* Required tasks *
(A) From the article about Michael P. Foley's prayer marathon, extract the passage between "When Foley began" and "for each mile.", inclusive.
(B) In the article about Michael P. Foley's prayer marathon, who made the laminated card listing the intention for each mile?
(C) Carry on the article about Michael P. Foley's prayer marathon from the point where it stops.

* Document text *

GREENVILLE — When Michael P. Foley agreed to substitute for his ailing father at adoration of the Blessed Sacrament on the first Friday in November, he had no idea that it would grow into what his family now calls a “spiritual marathon.”
“I usually run the Thanksgiving Day Marathon in Atlanta, so at first I thought that I would dedicate the race to my dad, who had been diagnosed with cancer,” said Foley, a parishioner at St. Mary in downtown Greenville.
Then, as he prayed through the 3-4 a.m. vigil with his father-in-law, his father’s usual partner at adoration, he was inspired to expand his vision.
“He decided to run each mile of the marathon for a special intention,” said his 14-year-old daughter Lindsey. “So he sent out an e-mail to family and friends, and received 25 other prayer requests.”
When Foley began running the 26.2-mile event in the rain on the holiday morning, he carried with him a laminated card made by his wife, Frances, listing the intention for each mile.
As he ran past every mile marker along the city course, he read a new intention and offered up the next mile for it. Meanwhile, he also sent the prayer requests to his original e-mail list, asking the recipients to tape the list to their oven doors.

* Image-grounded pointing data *

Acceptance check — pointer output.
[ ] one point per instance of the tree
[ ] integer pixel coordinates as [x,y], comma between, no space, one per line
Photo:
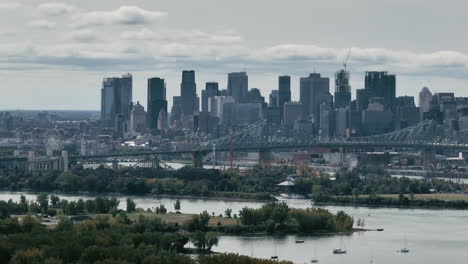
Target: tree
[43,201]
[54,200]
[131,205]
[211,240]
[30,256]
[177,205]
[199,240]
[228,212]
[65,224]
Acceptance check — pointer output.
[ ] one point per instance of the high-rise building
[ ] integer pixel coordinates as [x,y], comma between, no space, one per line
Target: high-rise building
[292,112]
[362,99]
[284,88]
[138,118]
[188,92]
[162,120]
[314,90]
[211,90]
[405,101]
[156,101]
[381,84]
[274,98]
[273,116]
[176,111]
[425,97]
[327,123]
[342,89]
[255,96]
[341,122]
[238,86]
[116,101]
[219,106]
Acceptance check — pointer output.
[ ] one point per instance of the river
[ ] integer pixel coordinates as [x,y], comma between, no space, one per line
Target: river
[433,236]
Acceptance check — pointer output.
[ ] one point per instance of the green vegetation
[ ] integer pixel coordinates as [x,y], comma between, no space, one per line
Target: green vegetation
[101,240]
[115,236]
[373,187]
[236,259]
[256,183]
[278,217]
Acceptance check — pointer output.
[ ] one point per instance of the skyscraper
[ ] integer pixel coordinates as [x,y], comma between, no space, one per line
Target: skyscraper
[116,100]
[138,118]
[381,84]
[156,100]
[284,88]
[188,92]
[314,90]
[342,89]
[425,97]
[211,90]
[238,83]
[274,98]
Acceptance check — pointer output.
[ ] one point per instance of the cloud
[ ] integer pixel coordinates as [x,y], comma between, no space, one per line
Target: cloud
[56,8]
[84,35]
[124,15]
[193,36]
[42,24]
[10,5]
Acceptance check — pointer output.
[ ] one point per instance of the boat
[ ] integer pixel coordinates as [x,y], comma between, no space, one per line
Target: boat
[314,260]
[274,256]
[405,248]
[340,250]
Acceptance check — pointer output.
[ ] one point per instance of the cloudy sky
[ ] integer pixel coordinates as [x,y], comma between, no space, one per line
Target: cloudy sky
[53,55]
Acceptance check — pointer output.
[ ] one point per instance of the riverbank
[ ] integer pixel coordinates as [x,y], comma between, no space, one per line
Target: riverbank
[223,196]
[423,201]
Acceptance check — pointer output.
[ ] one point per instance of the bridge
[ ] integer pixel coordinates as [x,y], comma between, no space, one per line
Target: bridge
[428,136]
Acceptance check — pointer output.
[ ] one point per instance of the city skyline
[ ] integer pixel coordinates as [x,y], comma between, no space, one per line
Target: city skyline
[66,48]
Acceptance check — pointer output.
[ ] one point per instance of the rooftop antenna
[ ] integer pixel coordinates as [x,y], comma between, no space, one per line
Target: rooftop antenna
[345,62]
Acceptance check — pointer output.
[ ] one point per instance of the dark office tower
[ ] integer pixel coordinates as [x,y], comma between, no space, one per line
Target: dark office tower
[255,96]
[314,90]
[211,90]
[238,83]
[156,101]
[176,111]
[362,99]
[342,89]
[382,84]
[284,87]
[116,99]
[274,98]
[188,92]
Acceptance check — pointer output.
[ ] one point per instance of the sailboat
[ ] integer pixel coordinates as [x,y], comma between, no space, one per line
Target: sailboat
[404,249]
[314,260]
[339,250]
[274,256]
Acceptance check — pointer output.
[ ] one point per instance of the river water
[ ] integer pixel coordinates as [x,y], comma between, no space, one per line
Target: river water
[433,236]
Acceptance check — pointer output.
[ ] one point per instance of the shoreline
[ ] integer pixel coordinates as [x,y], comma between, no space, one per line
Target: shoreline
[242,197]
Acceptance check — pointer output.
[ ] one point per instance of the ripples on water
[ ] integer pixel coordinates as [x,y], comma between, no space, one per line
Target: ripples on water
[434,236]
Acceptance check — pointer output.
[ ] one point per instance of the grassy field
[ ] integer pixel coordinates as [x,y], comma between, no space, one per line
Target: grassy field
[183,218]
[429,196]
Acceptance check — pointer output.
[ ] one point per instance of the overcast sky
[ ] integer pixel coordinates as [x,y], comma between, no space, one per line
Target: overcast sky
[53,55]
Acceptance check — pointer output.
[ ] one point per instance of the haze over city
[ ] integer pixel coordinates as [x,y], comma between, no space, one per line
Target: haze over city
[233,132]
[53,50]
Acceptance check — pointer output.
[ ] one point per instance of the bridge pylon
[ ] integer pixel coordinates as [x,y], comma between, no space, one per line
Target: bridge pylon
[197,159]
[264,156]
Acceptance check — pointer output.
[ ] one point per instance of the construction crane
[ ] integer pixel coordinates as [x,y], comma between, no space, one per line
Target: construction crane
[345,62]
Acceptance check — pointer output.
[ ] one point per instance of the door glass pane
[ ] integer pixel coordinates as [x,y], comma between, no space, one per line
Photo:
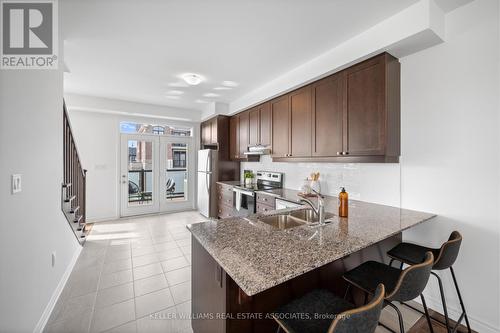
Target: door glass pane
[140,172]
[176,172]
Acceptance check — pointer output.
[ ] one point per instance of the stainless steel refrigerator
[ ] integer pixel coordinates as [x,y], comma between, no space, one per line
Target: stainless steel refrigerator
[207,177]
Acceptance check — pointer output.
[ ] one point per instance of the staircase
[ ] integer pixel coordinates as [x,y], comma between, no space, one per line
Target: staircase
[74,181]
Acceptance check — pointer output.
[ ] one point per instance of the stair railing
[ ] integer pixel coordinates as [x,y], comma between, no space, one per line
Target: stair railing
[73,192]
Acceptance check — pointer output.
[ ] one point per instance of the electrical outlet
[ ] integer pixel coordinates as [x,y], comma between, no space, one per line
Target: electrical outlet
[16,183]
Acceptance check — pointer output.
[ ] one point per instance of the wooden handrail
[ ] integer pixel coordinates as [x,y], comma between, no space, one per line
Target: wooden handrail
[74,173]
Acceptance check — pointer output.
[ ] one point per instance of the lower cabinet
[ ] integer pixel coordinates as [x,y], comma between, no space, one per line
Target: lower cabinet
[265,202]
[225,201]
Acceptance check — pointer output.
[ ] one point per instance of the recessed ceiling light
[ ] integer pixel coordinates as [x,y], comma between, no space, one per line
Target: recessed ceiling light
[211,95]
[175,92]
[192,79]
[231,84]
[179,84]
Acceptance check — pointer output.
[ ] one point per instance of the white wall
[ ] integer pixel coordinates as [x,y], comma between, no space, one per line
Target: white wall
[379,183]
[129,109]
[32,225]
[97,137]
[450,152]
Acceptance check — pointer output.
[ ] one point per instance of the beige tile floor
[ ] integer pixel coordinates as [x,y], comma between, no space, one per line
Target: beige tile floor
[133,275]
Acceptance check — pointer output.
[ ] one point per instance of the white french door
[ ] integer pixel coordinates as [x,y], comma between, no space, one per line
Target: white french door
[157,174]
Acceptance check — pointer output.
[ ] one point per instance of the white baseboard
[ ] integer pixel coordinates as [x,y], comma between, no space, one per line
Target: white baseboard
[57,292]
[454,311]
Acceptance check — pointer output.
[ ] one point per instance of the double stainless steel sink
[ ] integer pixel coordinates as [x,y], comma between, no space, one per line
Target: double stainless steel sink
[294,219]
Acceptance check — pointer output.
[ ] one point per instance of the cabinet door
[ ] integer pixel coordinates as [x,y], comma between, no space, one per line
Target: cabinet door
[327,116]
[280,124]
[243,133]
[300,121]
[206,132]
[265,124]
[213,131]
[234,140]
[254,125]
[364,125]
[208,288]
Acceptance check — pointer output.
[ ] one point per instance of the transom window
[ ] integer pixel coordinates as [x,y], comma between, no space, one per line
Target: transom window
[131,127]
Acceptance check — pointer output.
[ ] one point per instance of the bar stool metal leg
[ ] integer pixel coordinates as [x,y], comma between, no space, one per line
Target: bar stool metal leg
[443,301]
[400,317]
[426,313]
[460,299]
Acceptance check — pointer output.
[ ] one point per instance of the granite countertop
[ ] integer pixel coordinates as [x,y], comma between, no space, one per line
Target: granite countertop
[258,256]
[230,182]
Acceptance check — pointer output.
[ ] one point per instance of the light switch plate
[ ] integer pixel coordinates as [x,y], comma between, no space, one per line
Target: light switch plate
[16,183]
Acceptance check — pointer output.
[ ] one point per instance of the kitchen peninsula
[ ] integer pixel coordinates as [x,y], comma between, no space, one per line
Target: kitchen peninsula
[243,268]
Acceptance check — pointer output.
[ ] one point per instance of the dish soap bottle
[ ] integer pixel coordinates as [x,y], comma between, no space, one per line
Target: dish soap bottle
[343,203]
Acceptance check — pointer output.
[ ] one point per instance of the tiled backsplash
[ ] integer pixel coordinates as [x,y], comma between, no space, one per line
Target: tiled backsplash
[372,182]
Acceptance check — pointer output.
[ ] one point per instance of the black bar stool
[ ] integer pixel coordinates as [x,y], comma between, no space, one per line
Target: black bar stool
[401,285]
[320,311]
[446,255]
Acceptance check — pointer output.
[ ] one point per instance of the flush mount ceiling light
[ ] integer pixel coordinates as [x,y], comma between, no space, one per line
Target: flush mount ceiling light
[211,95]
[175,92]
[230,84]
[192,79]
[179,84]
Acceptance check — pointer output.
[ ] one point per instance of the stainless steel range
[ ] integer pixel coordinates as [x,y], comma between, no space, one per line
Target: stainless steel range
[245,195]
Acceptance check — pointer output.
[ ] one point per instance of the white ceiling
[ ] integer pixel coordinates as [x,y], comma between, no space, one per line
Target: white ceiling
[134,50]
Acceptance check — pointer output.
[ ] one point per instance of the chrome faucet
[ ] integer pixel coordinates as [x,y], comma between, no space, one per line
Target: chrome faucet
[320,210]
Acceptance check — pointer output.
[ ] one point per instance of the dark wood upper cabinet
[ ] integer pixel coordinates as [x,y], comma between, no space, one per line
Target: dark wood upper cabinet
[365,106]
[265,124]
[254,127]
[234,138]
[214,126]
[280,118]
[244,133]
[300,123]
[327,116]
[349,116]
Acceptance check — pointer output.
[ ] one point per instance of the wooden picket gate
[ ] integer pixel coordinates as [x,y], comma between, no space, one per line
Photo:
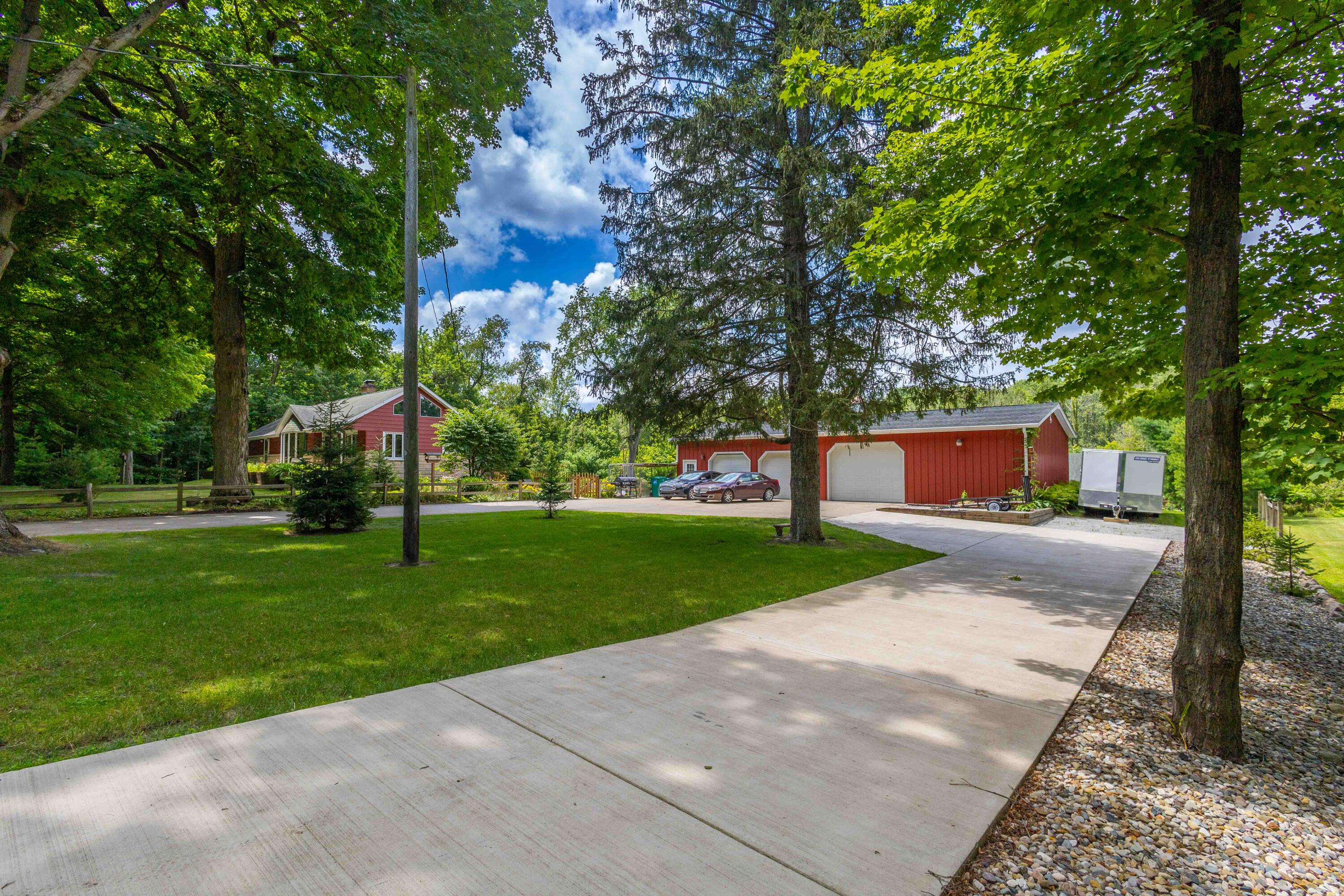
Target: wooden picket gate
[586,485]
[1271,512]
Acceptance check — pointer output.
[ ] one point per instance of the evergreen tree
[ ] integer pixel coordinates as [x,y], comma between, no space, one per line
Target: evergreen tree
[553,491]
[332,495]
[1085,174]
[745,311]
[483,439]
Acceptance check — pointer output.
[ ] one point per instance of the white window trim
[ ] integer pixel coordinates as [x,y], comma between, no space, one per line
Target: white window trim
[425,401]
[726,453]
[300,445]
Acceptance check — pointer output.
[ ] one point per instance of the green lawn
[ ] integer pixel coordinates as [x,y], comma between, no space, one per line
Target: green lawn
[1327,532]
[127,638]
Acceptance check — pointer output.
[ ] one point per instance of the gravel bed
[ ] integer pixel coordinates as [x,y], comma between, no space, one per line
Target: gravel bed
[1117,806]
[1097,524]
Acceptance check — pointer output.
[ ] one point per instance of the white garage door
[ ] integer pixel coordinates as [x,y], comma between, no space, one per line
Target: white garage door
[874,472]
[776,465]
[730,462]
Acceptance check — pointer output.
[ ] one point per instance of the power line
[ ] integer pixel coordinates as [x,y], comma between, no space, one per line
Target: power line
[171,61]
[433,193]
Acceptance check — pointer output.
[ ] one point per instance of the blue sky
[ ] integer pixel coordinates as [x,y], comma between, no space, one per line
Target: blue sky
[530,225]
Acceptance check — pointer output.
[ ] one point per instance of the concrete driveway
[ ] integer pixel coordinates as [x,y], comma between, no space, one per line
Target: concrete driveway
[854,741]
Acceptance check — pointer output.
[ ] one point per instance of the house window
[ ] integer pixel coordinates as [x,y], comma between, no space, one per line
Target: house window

* Responses *
(A)
When Foley began running the 26.2-mile event in the rain on the holiday morning, he carried with him a laminated card made by his wife, Frances, listing the intention for each mile.

(B) His wife, Frances.

(C)
“That way, every time the people checked on their roasting turkey, they would pray for the same intentions as my dad was praying for as he ran. It was pretty cool,” Lindsey said.
The response to his effort was pretty cool, also. Foley said people called and e-mailed him with answers to their prayers, including his own father, who is in remission. Word spread and many others asked to be placed on the intention list for 2008.
“At this rate, I may have to start running ultra-marathons, which are 100 miles,” he joked.
Frances said she and others on the list still have the marathon intentions taped to their oven doors. She thought it was amazing that her husband came up with the idea of a spiritual marathon all by himself and that it was so successful.
And daughter Lindsey may be following in her father’s footsteps. She runs junior varsity cross-country at St. Joseph’s Catholic School and organized a running camp for children at Prince of Peace Church in Taylors last summer.
The eighth-grader said she even prays when she runs the 3.1-mile events — although her prayer request is somewhat different than her father’s were in his marathon.
“I pray during the meets, ‘God, please help me finish this race,’ ” Lindsey said.